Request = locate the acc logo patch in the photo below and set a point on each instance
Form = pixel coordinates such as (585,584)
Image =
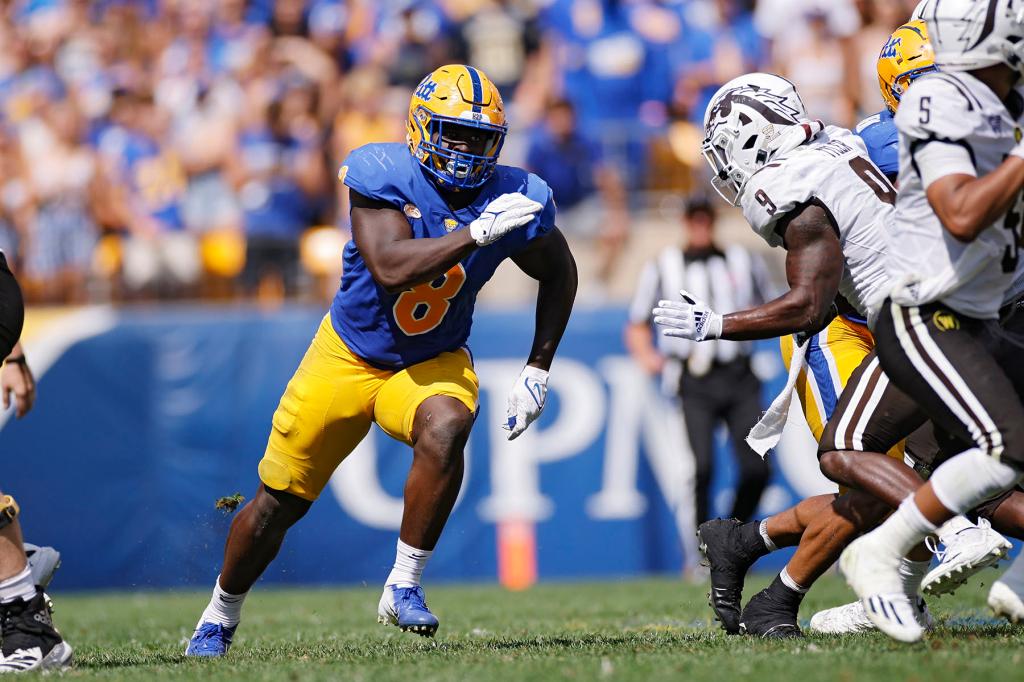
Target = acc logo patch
(945,322)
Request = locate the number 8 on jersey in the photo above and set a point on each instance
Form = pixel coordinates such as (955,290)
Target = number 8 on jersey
(422,308)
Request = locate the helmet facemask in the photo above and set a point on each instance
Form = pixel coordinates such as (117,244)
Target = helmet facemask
(456,169)
(749,121)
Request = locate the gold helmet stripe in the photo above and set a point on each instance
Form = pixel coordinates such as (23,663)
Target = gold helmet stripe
(474,77)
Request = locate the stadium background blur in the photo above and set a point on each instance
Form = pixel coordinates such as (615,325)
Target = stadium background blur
(148,146)
(186,151)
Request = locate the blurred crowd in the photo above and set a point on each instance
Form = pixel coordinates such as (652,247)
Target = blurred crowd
(188,147)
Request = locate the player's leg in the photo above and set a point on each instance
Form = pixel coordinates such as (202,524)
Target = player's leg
(742,410)
(730,548)
(30,640)
(870,415)
(946,366)
(700,416)
(431,406)
(324,414)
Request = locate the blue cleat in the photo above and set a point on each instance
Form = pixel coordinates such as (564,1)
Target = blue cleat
(407,608)
(210,640)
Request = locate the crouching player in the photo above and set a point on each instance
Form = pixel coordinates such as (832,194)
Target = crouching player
(430,224)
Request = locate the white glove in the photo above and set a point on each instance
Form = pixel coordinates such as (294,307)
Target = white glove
(690,318)
(525,400)
(502,216)
(1018,151)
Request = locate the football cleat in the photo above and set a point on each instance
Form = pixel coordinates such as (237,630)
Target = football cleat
(873,574)
(770,615)
(43,562)
(1006,603)
(407,607)
(729,555)
(967,551)
(210,640)
(851,619)
(30,640)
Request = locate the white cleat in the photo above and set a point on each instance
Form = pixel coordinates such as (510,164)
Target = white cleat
(1005,602)
(851,619)
(877,582)
(845,620)
(967,552)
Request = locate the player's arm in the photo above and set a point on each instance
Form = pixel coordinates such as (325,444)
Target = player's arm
(967,205)
(813,267)
(397,261)
(549,260)
(16,381)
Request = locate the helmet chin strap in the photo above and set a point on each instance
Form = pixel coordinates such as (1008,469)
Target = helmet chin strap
(794,136)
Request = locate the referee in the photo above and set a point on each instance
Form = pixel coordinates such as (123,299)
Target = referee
(714,378)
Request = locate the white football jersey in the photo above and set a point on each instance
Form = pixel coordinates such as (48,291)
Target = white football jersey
(833,171)
(927,262)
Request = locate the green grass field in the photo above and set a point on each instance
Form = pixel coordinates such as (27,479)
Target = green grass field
(636,630)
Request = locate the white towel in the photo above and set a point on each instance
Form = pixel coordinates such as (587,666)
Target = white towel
(767,432)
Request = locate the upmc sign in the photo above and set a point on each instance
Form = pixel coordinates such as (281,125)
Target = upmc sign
(143,424)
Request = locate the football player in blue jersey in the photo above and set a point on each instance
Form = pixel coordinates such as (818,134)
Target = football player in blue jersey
(431,221)
(906,55)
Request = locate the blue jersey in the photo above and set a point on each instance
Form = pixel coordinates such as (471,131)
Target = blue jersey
(395,331)
(882,139)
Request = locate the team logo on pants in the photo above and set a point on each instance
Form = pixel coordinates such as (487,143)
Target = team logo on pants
(945,321)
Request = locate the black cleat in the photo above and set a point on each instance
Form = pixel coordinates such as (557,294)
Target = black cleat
(771,613)
(729,548)
(30,640)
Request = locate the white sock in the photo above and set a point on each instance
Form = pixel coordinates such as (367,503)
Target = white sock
(792,584)
(1014,578)
(763,529)
(952,526)
(970,478)
(903,529)
(409,565)
(223,607)
(19,586)
(912,573)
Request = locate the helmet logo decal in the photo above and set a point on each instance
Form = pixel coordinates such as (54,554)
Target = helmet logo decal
(891,48)
(769,104)
(426,89)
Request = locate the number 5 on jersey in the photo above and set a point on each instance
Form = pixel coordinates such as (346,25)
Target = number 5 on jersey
(422,308)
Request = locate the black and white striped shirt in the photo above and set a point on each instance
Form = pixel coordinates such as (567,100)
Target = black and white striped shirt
(728,281)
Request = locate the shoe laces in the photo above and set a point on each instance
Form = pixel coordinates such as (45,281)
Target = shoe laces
(209,631)
(16,617)
(414,596)
(932,543)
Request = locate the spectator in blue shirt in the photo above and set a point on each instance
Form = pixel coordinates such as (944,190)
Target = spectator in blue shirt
(280,175)
(590,193)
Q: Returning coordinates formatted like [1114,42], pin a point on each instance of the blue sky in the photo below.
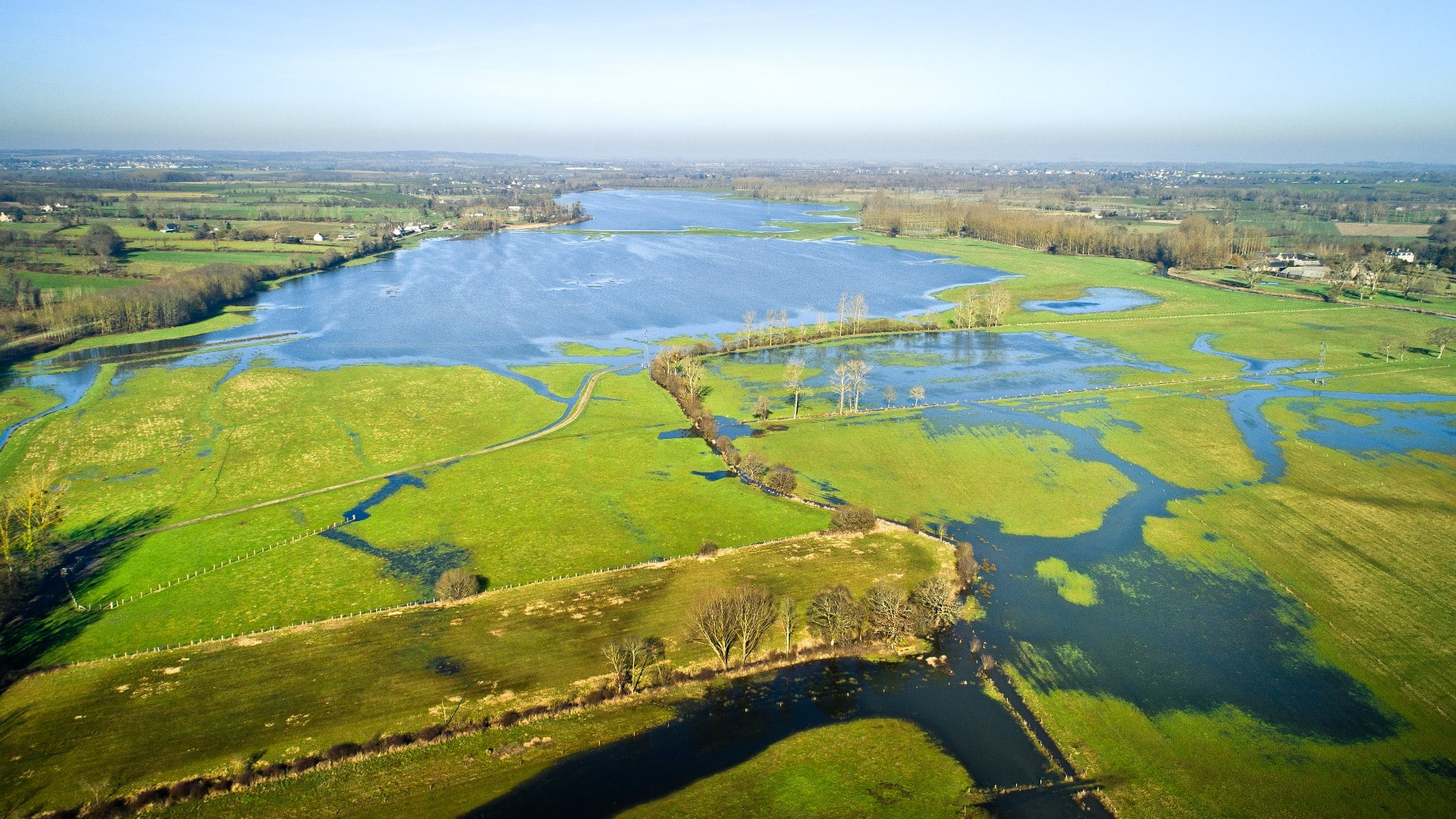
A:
[1274,80]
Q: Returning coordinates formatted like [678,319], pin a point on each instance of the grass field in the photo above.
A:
[1381,229]
[1365,545]
[604,491]
[22,403]
[584,499]
[200,707]
[858,768]
[1360,542]
[959,468]
[76,283]
[440,780]
[229,318]
[193,441]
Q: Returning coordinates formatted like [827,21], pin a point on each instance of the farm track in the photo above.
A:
[577,409]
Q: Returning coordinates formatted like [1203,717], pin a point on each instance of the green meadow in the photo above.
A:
[185,442]
[303,689]
[858,768]
[1360,542]
[601,493]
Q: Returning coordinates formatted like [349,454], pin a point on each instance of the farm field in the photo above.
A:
[1318,519]
[1215,531]
[491,646]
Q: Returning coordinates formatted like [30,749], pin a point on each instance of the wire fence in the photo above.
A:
[379,610]
[161,588]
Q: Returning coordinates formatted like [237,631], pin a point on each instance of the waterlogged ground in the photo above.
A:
[1141,595]
[680,210]
[1136,506]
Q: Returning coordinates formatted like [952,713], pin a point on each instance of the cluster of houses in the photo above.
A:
[1296,265]
[1310,268]
[413,228]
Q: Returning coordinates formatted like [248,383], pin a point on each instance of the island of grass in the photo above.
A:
[577,350]
[382,673]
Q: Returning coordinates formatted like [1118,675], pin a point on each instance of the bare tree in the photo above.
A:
[890,613]
[692,372]
[998,303]
[789,621]
[835,615]
[965,567]
[715,624]
[755,611]
[965,311]
[783,479]
[631,659]
[858,311]
[852,519]
[1440,338]
[457,583]
[1251,273]
[30,518]
[842,382]
[794,382]
[1388,346]
[753,466]
[858,382]
[934,605]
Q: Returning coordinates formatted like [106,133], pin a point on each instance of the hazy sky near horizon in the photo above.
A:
[1279,80]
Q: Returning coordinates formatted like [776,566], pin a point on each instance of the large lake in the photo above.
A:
[511,297]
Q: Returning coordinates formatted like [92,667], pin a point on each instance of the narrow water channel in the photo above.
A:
[743,719]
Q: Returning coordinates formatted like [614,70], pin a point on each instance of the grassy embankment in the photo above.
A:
[199,708]
[601,493]
[871,767]
[1360,541]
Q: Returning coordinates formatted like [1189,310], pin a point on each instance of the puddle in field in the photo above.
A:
[1097,300]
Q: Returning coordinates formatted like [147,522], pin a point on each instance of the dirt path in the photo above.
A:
[577,409]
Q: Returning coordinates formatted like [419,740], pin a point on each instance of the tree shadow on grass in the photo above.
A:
[47,618]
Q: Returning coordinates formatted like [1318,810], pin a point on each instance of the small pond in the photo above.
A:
[1097,300]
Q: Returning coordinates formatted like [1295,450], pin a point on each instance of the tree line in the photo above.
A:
[171,300]
[1196,242]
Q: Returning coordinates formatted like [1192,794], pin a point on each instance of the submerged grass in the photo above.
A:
[194,441]
[957,468]
[283,694]
[874,767]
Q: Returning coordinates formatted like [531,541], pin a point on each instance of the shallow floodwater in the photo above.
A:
[679,210]
[510,297]
[1161,635]
[967,366]
[1097,300]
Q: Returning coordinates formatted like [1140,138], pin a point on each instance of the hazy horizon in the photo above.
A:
[1286,82]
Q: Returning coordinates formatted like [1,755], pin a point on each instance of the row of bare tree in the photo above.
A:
[739,621]
[1196,242]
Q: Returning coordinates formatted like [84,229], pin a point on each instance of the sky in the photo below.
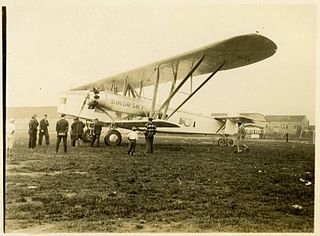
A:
[54,46]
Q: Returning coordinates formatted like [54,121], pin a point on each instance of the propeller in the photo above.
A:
[93,103]
[84,102]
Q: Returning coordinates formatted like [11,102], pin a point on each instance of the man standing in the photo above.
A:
[149,133]
[97,127]
[33,125]
[10,133]
[62,132]
[240,138]
[76,132]
[44,123]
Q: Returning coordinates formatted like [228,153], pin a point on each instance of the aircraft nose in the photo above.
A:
[92,103]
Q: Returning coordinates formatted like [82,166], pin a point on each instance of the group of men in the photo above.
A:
[77,134]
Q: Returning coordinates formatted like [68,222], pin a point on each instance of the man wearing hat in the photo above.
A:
[44,123]
[10,133]
[76,132]
[150,131]
[240,138]
[33,129]
[97,127]
[62,132]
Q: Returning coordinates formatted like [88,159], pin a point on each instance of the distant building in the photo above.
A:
[281,124]
[22,116]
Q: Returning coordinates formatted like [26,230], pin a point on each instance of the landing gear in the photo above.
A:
[225,142]
[113,138]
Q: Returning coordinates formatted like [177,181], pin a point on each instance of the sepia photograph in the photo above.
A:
[143,117]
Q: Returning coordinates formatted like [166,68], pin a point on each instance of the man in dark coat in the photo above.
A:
[97,127]
[44,123]
[62,132]
[76,132]
[33,129]
[150,131]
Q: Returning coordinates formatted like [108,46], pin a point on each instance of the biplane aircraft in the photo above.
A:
[118,100]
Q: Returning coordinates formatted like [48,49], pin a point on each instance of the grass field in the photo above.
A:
[187,185]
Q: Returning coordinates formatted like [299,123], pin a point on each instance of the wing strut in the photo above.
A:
[155,92]
[203,83]
[179,86]
[175,73]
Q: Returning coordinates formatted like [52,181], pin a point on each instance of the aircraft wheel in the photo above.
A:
[230,142]
[222,142]
[87,137]
[113,138]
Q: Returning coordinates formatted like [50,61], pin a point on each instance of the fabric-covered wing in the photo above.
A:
[236,52]
[128,124]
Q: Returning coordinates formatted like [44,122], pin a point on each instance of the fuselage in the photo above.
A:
[119,103]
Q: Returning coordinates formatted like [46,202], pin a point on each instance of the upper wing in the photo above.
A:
[235,52]
[128,124]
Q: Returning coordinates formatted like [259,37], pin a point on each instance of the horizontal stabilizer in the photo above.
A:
[236,119]
[128,124]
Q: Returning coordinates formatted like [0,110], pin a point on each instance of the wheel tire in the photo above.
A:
[113,138]
[87,137]
[222,142]
[230,142]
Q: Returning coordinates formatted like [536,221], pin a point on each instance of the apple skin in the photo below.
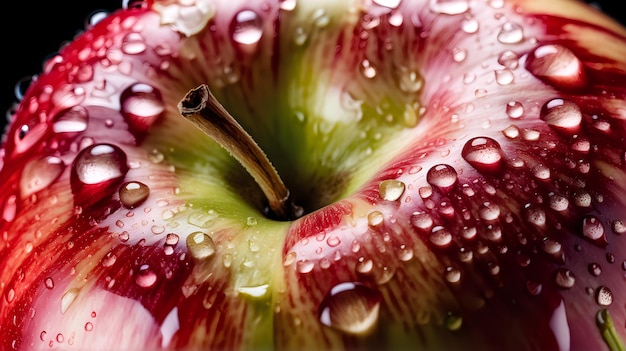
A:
[506,234]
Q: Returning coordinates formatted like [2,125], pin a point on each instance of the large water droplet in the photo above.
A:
[562,115]
[200,245]
[97,171]
[141,105]
[352,308]
[449,7]
[558,66]
[133,194]
[246,28]
[442,176]
[391,190]
[483,153]
[39,174]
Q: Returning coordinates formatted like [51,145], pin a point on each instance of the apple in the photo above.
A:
[384,174]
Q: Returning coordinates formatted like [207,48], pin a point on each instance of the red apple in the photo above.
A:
[384,174]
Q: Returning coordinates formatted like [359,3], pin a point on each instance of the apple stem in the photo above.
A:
[200,107]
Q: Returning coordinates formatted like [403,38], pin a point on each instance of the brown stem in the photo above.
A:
[202,109]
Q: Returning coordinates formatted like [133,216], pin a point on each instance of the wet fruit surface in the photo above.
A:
[447,189]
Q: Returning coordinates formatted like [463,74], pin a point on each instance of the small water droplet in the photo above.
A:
[133,194]
[200,245]
[593,229]
[442,176]
[449,7]
[564,278]
[39,174]
[483,153]
[141,105]
[145,276]
[246,28]
[352,308]
[562,115]
[375,218]
[391,190]
[558,66]
[440,237]
[133,44]
[510,33]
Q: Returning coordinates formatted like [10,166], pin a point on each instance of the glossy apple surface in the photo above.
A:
[461,165]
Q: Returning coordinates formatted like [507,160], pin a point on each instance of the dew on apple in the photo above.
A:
[442,176]
[39,174]
[133,193]
[510,33]
[141,105]
[133,44]
[604,296]
[483,153]
[564,278]
[562,115]
[557,65]
[449,7]
[391,190]
[593,229]
[145,277]
[375,218]
[200,245]
[440,237]
[618,227]
[352,308]
[504,76]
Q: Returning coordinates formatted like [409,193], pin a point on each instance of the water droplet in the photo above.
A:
[449,7]
[352,308]
[442,176]
[133,44]
[604,296]
[504,76]
[141,105]
[200,245]
[483,153]
[375,218]
[39,174]
[391,190]
[558,66]
[562,115]
[564,278]
[72,120]
[509,59]
[145,276]
[510,33]
[133,194]
[246,28]
[593,229]
[367,69]
[440,237]
[96,172]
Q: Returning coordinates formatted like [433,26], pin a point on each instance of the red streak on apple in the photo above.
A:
[491,211]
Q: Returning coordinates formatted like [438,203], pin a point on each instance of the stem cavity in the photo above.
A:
[201,108]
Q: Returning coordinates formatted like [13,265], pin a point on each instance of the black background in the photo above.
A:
[34,30]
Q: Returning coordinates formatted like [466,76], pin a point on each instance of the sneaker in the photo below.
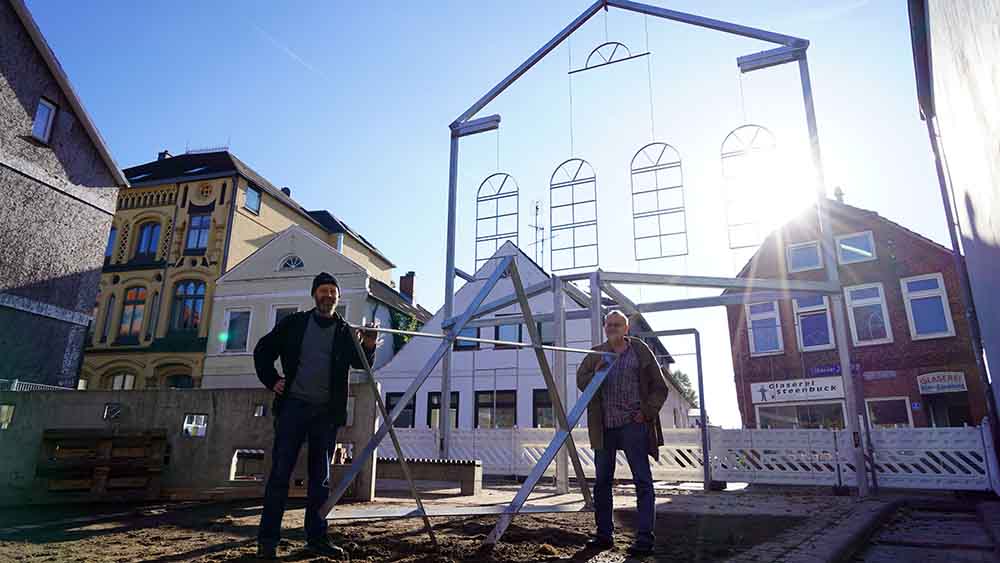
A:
[600,542]
[266,551]
[641,547]
[323,546]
------------------------------------
■ **Exercise details**: Exactly as they appear, transcribe the lines from the top of the material above through the line with "Request = locate the stadium". Omit any picture.

■ **Exercise output**:
Request = locate the acc logo patch in the photo below and set a point on each instance
Form = pixel coordinates such as (585,584)
Image =
Target = acc logo patch
(945,322)
Request = locate the number 8 on jersey in the photo above and set a point on each instance
Form = pixel coordinates such as (955,290)
Target = number 8 on jersey
(422,308)
Request = locate the helmet facemask in the photo above and set a point on each instance
Form = pixel coordinates such as (117,244)
Target = helmet facemask
(456,169)
(749,121)
Request = locate the gold helmet stripe in the photo above and set a point on each instance
Form = pixel coordinates such as (23,663)
Target = gold helmet stripe
(474,77)
Request = locate the stadium background blur in the photo above and set a point on each instance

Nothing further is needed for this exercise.